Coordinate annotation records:

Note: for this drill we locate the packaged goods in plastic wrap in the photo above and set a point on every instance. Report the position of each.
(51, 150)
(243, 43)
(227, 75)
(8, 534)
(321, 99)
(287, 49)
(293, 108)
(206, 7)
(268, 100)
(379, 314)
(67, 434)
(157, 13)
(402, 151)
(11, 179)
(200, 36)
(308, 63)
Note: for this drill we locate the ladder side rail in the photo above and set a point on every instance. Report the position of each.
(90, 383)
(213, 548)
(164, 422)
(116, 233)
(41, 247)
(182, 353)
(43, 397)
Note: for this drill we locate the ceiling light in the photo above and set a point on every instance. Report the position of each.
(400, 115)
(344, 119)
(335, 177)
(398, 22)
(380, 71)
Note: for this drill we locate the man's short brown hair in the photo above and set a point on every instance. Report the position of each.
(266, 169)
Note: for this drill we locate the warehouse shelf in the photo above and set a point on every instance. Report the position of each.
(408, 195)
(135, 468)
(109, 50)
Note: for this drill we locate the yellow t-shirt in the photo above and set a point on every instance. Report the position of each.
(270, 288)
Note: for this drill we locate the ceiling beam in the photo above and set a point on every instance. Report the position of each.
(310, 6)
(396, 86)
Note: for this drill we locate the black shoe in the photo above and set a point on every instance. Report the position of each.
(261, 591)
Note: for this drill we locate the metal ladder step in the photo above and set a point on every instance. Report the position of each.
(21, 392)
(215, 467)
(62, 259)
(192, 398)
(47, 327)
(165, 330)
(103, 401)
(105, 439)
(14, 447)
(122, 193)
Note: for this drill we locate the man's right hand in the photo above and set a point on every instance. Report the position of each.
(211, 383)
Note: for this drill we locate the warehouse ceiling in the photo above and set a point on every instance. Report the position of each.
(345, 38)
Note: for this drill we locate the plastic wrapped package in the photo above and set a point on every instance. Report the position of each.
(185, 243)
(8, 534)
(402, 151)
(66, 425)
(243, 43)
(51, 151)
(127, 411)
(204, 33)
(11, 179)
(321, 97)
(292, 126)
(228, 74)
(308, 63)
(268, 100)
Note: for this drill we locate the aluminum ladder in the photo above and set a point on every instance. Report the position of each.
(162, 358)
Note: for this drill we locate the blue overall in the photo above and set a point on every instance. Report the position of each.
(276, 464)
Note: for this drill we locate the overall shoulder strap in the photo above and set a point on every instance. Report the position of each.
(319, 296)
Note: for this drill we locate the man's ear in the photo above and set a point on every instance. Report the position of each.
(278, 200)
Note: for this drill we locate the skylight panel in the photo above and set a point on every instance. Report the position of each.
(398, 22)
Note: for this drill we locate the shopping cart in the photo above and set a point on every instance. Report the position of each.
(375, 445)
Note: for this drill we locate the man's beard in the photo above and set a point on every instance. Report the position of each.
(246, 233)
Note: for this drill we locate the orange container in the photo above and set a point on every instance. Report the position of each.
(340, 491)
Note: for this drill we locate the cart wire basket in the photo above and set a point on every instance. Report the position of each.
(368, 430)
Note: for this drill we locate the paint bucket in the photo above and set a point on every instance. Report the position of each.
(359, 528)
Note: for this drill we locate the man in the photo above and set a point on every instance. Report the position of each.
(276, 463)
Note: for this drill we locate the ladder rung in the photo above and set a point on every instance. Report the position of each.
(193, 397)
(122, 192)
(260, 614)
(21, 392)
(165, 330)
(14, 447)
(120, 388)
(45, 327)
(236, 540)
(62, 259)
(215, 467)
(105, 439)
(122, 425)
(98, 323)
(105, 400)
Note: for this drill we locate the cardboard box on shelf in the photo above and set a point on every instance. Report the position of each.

→ Direction:
Reproduce the entries above, renaming "drill" to "exercise" wherever it occurs and keeping everything else the same.

→ Final result:
Note: for this exercise we locate the packaged goods in plastic wrap in the photo above and set a point on every instance. Report the position of each.
(51, 150)
(243, 43)
(227, 75)
(8, 534)
(321, 99)
(287, 49)
(293, 108)
(206, 7)
(268, 100)
(379, 314)
(67, 434)
(157, 13)
(402, 151)
(11, 179)
(200, 36)
(308, 63)
Note: for this exercise we locate the ladder side rail in the photo above and set a point on every instance. Report the position of each.
(90, 383)
(213, 548)
(164, 422)
(116, 233)
(41, 247)
(182, 353)
(43, 397)
Note: for this exercise we locate the ceiling light in the photo above and set a point on every instance. Report the position of each.
(400, 115)
(344, 119)
(335, 177)
(398, 22)
(380, 71)
Note: for this exercise we locate the man's short brown hair in the photo above and set a point on every instance. Report the position of each.
(266, 169)
Note: for this exercise we locate the warehouse shelf in the photo above and set a point on every instance. Report the position of each.
(408, 195)
(135, 468)
(109, 50)
Note: for this exercise we locate the yellow t-shirt in the photo above and set a point on every instance. Report the position of each.
(270, 288)
Note: for this exercise we locate the ceiling beam in the photo above and set a point on every instance. Report the position of each.
(310, 6)
(396, 86)
Note: for this exercise we locate the black shoe in the photo above and set a point on every instance. Report the position of each.
(261, 591)
Note: for this exercise we locate the metal ladder step in the photo above and set a point on every instance. Report the position of each.
(21, 392)
(215, 467)
(62, 259)
(192, 398)
(47, 327)
(165, 330)
(103, 401)
(105, 439)
(14, 447)
(122, 193)
Note: for this exercise we locate the man's right hand in the photo above and set a point on every instance. Report the position of each.
(211, 383)
Note: for this exercise we locate the warehouse ceiling in the photo above and set a point on every instance. Report the position of each.
(345, 38)
Note: for this exercise we locate the plastic wrapped package in the photo above and set a point on every instance. Report the position of each.
(185, 243)
(8, 534)
(402, 151)
(66, 425)
(243, 43)
(51, 151)
(127, 411)
(204, 33)
(11, 179)
(321, 97)
(292, 126)
(228, 74)
(308, 63)
(268, 100)
Note: for this exercise we locate the aluminum ladder in the photo above and set a point on every instance. Report the position of each.
(162, 358)
Note: for this exercise we locate the blue overall in the photo above and set a point on every instance. Report the position of each.
(276, 464)
Note: for this exercise we locate the overall shoulder strap in the photo above and set a point on every instance. Report the position of each.
(319, 296)
Note: for this exercise we locate the man's ear in the photo above and set a point on every instance. Report the position of each.
(278, 200)
Note: for this exercise we locate the skylight panel in the photo above and set a point on every instance. Report the position of each.
(398, 22)
Note: for this exercise we locate the shopping cart in the photo above and set a point on every instance. Report the position of each.
(375, 445)
Note: for this exercise we locate the man's beard in the photo above and set a point on every instance. Report the position of each.
(246, 233)
Note: for this exercise we locate the orange container in the photo above and set a point on every instance. Report the position of each.
(340, 491)
Note: for this exercise we locate the cart wire basket in the photo above and set a point on every instance. Report the position of each.
(368, 430)
Note: for this exercise we locate the paint bucket in the photo above and set a point on every instance. Report the position of each.
(359, 528)
Note: for this exercise we locate the man in the photo above and set a point on every instance. Report the position of each.
(276, 463)
Note: for this exercise we locate the ladder rung in the photo above and set a point on every instance. Report the position of each.
(193, 397)
(122, 192)
(260, 614)
(21, 392)
(165, 330)
(14, 447)
(120, 388)
(45, 327)
(236, 540)
(62, 259)
(215, 467)
(105, 439)
(122, 425)
(98, 323)
(105, 400)
Note: for this exercise we locate the cardboard box on shelf in the photo above and set a point on every instance. Report the position of each.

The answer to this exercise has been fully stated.